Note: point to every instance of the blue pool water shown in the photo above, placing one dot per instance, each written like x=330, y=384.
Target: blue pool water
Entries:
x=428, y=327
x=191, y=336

-------

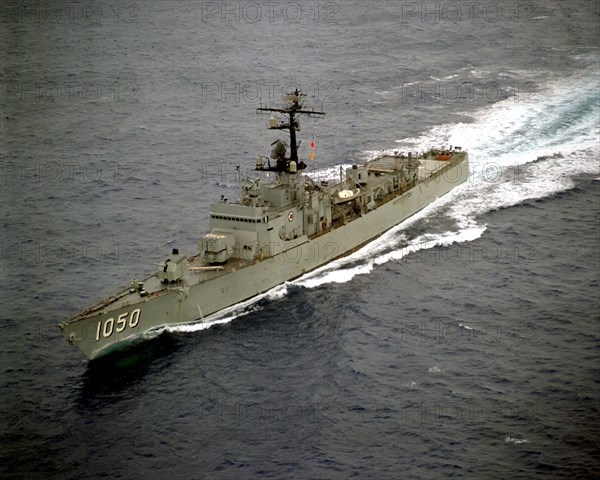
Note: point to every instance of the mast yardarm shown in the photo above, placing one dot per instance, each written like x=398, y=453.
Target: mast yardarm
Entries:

-------

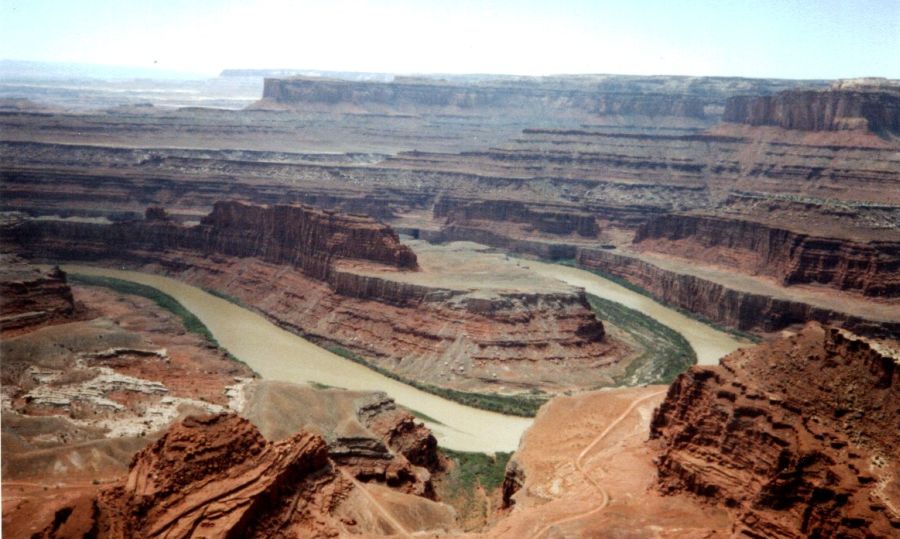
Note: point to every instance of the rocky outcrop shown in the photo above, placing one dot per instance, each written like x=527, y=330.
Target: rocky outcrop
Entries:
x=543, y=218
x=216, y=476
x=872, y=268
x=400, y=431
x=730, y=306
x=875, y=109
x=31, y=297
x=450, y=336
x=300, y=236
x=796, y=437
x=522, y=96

-------

- **TASK TO CARRY OUT**
Rewrite the lines beginning at the one that contains "Note: point to every instance of the blue" and ending after the one that contains "x=191, y=336", with every occurrence of "pool water" replaced by "swimming pool water" and all else unchanged. Give only those lines.

- **FULL RESPONSE**
Note: point to every instance of the blue swimming pool water shown in the photo above, placing one dot per instance, each written like x=330, y=384.
Target: blue swimming pool water
Entries:
x=428, y=327
x=191, y=336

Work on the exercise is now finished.